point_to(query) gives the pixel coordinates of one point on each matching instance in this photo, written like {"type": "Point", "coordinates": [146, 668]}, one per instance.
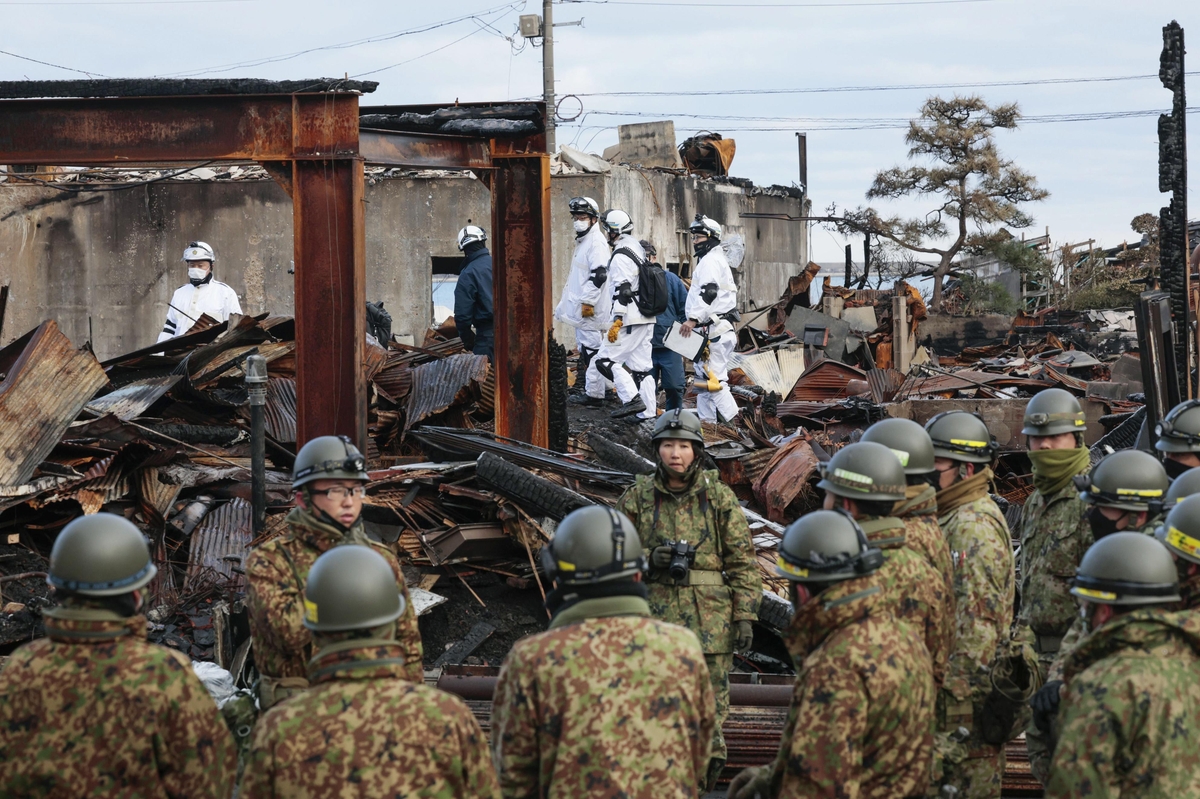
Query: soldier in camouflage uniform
{"type": "Point", "coordinates": [610, 702]}
{"type": "Point", "coordinates": [719, 596]}
{"type": "Point", "coordinates": [867, 481]}
{"type": "Point", "coordinates": [329, 476]}
{"type": "Point", "coordinates": [984, 586]}
{"type": "Point", "coordinates": [1131, 707]}
{"type": "Point", "coordinates": [363, 728]}
{"type": "Point", "coordinates": [862, 713]}
{"type": "Point", "coordinates": [1055, 534]}
{"type": "Point", "coordinates": [96, 710]}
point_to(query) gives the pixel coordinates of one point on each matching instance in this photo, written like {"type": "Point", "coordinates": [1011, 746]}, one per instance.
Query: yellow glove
{"type": "Point", "coordinates": [613, 331]}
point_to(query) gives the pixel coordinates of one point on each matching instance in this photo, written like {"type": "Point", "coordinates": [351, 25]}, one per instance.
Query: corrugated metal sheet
{"type": "Point", "coordinates": [219, 546]}
{"type": "Point", "coordinates": [437, 385]}
{"type": "Point", "coordinates": [133, 398]}
{"type": "Point", "coordinates": [46, 384]}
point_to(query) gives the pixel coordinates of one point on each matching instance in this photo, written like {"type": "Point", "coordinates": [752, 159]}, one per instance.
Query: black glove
{"type": "Point", "coordinates": [1045, 706]}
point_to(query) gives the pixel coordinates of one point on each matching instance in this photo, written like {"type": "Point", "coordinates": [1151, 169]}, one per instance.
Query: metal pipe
{"type": "Point", "coordinates": [256, 389]}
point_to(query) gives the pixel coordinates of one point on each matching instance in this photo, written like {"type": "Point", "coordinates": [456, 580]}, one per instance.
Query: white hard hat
{"type": "Point", "coordinates": [468, 234]}
{"type": "Point", "coordinates": [198, 251]}
{"type": "Point", "coordinates": [616, 221]}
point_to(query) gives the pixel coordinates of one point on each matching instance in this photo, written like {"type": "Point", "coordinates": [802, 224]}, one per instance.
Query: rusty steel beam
{"type": "Point", "coordinates": [521, 287]}
{"type": "Point", "coordinates": [132, 130]}
{"type": "Point", "coordinates": [424, 150]}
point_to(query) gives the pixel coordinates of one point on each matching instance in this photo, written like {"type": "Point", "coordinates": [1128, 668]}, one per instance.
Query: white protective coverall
{"type": "Point", "coordinates": [713, 281]}
{"type": "Point", "coordinates": [633, 349]}
{"type": "Point", "coordinates": [589, 265]}
{"type": "Point", "coordinates": [190, 301]}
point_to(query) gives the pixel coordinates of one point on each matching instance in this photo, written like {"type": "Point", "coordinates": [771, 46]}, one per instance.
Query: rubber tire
{"type": "Point", "coordinates": [538, 496]}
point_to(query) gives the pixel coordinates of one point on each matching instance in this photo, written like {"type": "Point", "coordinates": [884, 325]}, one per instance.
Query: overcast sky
{"type": "Point", "coordinates": [1099, 173]}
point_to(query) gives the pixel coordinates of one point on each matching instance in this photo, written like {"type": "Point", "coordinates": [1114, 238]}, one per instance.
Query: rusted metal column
{"type": "Point", "coordinates": [521, 294]}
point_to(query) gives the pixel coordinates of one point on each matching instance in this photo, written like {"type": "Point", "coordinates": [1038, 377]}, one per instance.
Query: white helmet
{"type": "Point", "coordinates": [616, 222]}
{"type": "Point", "coordinates": [707, 227]}
{"type": "Point", "coordinates": [468, 234]}
{"type": "Point", "coordinates": [198, 251]}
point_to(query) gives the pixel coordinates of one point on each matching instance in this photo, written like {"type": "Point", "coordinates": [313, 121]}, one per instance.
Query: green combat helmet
{"type": "Point", "coordinates": [1180, 432]}
{"type": "Point", "coordinates": [961, 436]}
{"type": "Point", "coordinates": [907, 440]}
{"type": "Point", "coordinates": [1127, 569]}
{"type": "Point", "coordinates": [1128, 479]}
{"type": "Point", "coordinates": [1054, 412]}
{"type": "Point", "coordinates": [1183, 486]}
{"type": "Point", "coordinates": [100, 556]}
{"type": "Point", "coordinates": [328, 457]}
{"type": "Point", "coordinates": [826, 547]}
{"type": "Point", "coordinates": [351, 588]}
{"type": "Point", "coordinates": [1181, 530]}
{"type": "Point", "coordinates": [593, 545]}
{"type": "Point", "coordinates": [678, 424]}
{"type": "Point", "coordinates": [864, 470]}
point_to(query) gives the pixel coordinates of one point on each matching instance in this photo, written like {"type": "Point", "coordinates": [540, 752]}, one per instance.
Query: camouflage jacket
{"type": "Point", "coordinates": [862, 715]}
{"type": "Point", "coordinates": [363, 730]}
{"type": "Point", "coordinates": [604, 706]}
{"type": "Point", "coordinates": [1055, 535]}
{"type": "Point", "coordinates": [707, 516]}
{"type": "Point", "coordinates": [983, 590]}
{"type": "Point", "coordinates": [96, 710]}
{"type": "Point", "coordinates": [276, 572]}
{"type": "Point", "coordinates": [1131, 710]}
{"type": "Point", "coordinates": [913, 589]}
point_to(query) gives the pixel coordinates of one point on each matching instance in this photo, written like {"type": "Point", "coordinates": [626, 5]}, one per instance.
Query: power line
{"type": "Point", "coordinates": [911, 86]}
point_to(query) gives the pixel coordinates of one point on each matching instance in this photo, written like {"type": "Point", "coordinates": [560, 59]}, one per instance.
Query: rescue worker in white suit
{"type": "Point", "coordinates": [587, 304]}
{"type": "Point", "coordinates": [625, 353]}
{"type": "Point", "coordinates": [712, 310]}
{"type": "Point", "coordinates": [201, 295]}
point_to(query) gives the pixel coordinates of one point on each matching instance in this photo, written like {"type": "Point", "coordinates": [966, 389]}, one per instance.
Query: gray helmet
{"type": "Point", "coordinates": [1183, 486]}
{"type": "Point", "coordinates": [1128, 479]}
{"type": "Point", "coordinates": [1127, 569]}
{"type": "Point", "coordinates": [593, 545]}
{"type": "Point", "coordinates": [1054, 412]}
{"type": "Point", "coordinates": [1180, 432]}
{"type": "Point", "coordinates": [101, 556]}
{"type": "Point", "coordinates": [351, 587]}
{"type": "Point", "coordinates": [678, 424]}
{"type": "Point", "coordinates": [961, 436]}
{"type": "Point", "coordinates": [329, 457]}
{"type": "Point", "coordinates": [1181, 530]}
{"type": "Point", "coordinates": [864, 470]}
{"type": "Point", "coordinates": [907, 440]}
{"type": "Point", "coordinates": [826, 547]}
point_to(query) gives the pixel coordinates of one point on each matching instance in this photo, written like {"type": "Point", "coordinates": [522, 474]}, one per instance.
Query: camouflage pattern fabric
{"type": "Point", "coordinates": [1131, 710]}
{"type": "Point", "coordinates": [984, 590]}
{"type": "Point", "coordinates": [912, 587]}
{"type": "Point", "coordinates": [276, 572]}
{"type": "Point", "coordinates": [96, 710]}
{"type": "Point", "coordinates": [862, 715]}
{"type": "Point", "coordinates": [616, 706]}
{"type": "Point", "coordinates": [364, 730]}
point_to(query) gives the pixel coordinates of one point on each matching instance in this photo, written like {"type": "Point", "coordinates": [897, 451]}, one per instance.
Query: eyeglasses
{"type": "Point", "coordinates": [337, 493]}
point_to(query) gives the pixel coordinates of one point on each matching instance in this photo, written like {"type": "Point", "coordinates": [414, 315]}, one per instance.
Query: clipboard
{"type": "Point", "coordinates": [687, 347]}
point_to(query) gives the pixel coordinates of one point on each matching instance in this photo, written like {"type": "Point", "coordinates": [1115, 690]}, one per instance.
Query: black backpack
{"type": "Point", "coordinates": [652, 284]}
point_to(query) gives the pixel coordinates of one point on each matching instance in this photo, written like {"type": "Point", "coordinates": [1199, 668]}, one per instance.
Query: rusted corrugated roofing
{"type": "Point", "coordinates": [437, 385]}
{"type": "Point", "coordinates": [217, 547]}
{"type": "Point", "coordinates": [132, 400]}
{"type": "Point", "coordinates": [47, 383]}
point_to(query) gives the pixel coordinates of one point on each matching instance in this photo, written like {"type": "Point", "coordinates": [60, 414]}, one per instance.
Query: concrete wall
{"type": "Point", "coordinates": [105, 265]}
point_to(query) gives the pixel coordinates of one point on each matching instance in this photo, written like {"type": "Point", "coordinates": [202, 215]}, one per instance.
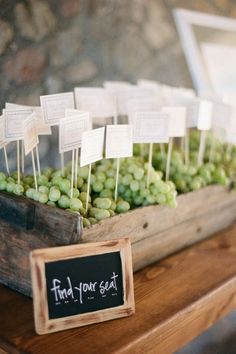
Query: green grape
{"type": "Point", "coordinates": [18, 189]}
{"type": "Point", "coordinates": [42, 180]}
{"type": "Point", "coordinates": [47, 172]}
{"type": "Point", "coordinates": [161, 198]}
{"type": "Point", "coordinates": [64, 202]}
{"type": "Point", "coordinates": [138, 173]}
{"type": "Point", "coordinates": [43, 189]}
{"type": "Point", "coordinates": [92, 220]}
{"type": "Point", "coordinates": [100, 176]}
{"type": "Point", "coordinates": [56, 180]}
{"type": "Point", "coordinates": [2, 176]}
{"type": "Point", "coordinates": [97, 187]}
{"type": "Point", "coordinates": [36, 196]}
{"type": "Point", "coordinates": [110, 173]}
{"type": "Point", "coordinates": [138, 200]}
{"type": "Point", "coordinates": [93, 211]}
{"type": "Point", "coordinates": [52, 204]}
{"type": "Point", "coordinates": [3, 185]}
{"type": "Point", "coordinates": [43, 198]}
{"type": "Point", "coordinates": [86, 222]}
{"type": "Point", "coordinates": [113, 206]}
{"type": "Point", "coordinates": [75, 204]}
{"type": "Point", "coordinates": [30, 193]}
{"type": "Point", "coordinates": [75, 193]}
{"type": "Point", "coordinates": [83, 197]}
{"type": "Point", "coordinates": [80, 182]}
{"type": "Point", "coordinates": [121, 188]}
{"type": "Point", "coordinates": [83, 172]}
{"type": "Point", "coordinates": [112, 213]}
{"type": "Point", "coordinates": [101, 214]}
{"type": "Point", "coordinates": [64, 186]}
{"type": "Point", "coordinates": [134, 186]}
{"type": "Point", "coordinates": [122, 206]}
{"type": "Point", "coordinates": [106, 193]}
{"type": "Point", "coordinates": [102, 203]}
{"type": "Point", "coordinates": [10, 187]}
{"type": "Point", "coordinates": [127, 179]}
{"type": "Point", "coordinates": [150, 199]}
{"type": "Point", "coordinates": [110, 183]}
{"type": "Point", "coordinates": [54, 194]}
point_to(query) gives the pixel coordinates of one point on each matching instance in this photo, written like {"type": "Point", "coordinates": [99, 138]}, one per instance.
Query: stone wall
{"type": "Point", "coordinates": [52, 46]}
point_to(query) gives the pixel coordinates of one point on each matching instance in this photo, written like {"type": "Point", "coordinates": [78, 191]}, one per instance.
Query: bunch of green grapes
{"type": "Point", "coordinates": [54, 189]}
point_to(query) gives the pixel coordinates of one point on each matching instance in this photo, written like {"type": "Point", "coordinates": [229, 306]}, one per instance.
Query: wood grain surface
{"type": "Point", "coordinates": [176, 299]}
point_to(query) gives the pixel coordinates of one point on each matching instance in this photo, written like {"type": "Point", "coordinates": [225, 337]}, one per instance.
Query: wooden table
{"type": "Point", "coordinates": [176, 299]}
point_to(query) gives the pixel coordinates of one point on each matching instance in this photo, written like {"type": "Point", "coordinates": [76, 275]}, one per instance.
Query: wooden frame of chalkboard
{"type": "Point", "coordinates": [81, 284]}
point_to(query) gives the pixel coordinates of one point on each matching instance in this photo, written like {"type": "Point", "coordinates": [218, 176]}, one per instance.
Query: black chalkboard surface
{"type": "Point", "coordinates": [81, 284]}
{"type": "Point", "coordinates": [84, 284]}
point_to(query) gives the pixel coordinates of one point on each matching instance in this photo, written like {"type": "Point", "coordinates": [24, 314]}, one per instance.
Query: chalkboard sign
{"type": "Point", "coordinates": [81, 284]}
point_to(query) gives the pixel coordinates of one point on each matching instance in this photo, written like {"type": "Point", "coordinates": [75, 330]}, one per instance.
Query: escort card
{"type": "Point", "coordinates": [42, 128]}
{"type": "Point", "coordinates": [92, 146]}
{"type": "Point", "coordinates": [177, 121]}
{"type": "Point", "coordinates": [141, 105]}
{"type": "Point", "coordinates": [205, 115]}
{"type": "Point", "coordinates": [70, 131]}
{"type": "Point", "coordinates": [119, 141]}
{"type": "Point", "coordinates": [124, 94]}
{"type": "Point", "coordinates": [54, 106]}
{"type": "Point", "coordinates": [2, 141]}
{"type": "Point", "coordinates": [30, 133]}
{"type": "Point", "coordinates": [13, 123]}
{"type": "Point", "coordinates": [99, 102]}
{"type": "Point", "coordinates": [151, 127]}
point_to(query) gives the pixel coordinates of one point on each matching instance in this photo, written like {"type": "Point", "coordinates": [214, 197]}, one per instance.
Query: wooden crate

________________________________________

• THE TASK:
Count the lines in the items above that contain the word "glove", and reply with that number alone.

• TASK RESPONSE:
2